Data to process
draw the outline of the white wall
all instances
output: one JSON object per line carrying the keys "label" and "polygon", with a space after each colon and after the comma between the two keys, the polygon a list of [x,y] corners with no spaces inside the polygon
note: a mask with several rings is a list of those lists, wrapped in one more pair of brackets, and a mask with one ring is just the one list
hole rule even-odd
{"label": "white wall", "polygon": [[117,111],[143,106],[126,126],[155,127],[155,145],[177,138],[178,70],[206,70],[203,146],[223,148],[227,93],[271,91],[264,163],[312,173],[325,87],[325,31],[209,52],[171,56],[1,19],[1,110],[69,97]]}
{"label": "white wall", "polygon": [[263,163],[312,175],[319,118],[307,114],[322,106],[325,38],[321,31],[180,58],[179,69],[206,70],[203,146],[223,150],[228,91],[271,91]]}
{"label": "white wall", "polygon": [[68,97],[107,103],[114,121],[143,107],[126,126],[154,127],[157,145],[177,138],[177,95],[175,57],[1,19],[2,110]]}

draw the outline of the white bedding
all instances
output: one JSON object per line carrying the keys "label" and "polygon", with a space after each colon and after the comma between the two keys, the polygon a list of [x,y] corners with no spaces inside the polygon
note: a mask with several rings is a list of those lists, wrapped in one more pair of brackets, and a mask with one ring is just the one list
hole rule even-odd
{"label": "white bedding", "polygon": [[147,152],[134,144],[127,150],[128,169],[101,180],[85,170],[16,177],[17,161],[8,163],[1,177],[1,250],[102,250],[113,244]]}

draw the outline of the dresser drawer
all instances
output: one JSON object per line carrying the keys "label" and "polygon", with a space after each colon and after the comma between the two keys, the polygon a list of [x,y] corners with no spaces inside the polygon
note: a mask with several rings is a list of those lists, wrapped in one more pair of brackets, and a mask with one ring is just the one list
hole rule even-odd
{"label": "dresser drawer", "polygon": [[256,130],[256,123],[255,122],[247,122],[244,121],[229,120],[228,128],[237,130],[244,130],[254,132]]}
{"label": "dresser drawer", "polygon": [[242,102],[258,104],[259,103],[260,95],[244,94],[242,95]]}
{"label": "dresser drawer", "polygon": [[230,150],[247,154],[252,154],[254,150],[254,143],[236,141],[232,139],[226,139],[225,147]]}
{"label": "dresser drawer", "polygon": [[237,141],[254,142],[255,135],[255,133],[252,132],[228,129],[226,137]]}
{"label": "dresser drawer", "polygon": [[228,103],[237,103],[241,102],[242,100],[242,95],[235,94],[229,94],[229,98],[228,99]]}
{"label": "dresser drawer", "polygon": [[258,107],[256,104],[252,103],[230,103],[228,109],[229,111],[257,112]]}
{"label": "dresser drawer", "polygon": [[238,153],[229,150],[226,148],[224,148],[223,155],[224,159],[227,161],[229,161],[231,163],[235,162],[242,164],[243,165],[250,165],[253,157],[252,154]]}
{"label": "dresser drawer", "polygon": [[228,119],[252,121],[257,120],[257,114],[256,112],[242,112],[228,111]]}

Aim of the task
Could you scale the records above, from the line with "draw the outline of the dresser drawer" up to and including the last line of the records, by rewriting every one of those lines, requests included, with each polygon coordinate in the answers multiplied by 1.7 and rounded to a whole number, halves rounding up?

Written solution
draw the outline of the dresser drawer
all instances
output: one JSON object per line carrying the keys "label" and "polygon", with a space after each colon and after the comma between the two keys, the polygon a list of [x,y] corners with no spaces inside the polygon
note: a mask with several rings is a list of those lists, wrapped in one more pair of brackets, and a mask with one ring is just the one list
hole rule even-odd
{"label": "dresser drawer", "polygon": [[435,221],[435,209],[434,207],[420,207],[415,206],[389,204],[388,218],[403,221],[415,221],[432,224]]}
{"label": "dresser drawer", "polygon": [[411,173],[439,177],[440,175],[442,162],[415,160],[411,162]]}
{"label": "dresser drawer", "polygon": [[391,255],[420,262],[428,262],[432,255],[432,243],[401,240],[394,236],[384,236],[383,250]]}
{"label": "dresser drawer", "polygon": [[403,240],[432,241],[434,230],[434,226],[428,224],[388,219],[384,233]]}
{"label": "dresser drawer", "polygon": [[388,175],[403,175],[410,173],[411,170],[411,162],[400,160],[389,160],[389,167],[388,168]]}
{"label": "dresser drawer", "polygon": [[439,182],[435,177],[428,175],[391,175],[388,185],[389,189],[437,190]]}
{"label": "dresser drawer", "polygon": [[405,260],[389,255],[384,252],[381,252],[379,264],[381,270],[386,274],[389,274],[393,277],[400,275],[411,279],[413,281],[425,281],[430,267],[428,262]]}
{"label": "dresser drawer", "polygon": [[388,202],[428,206],[437,204],[437,194],[435,190],[411,190],[388,189]]}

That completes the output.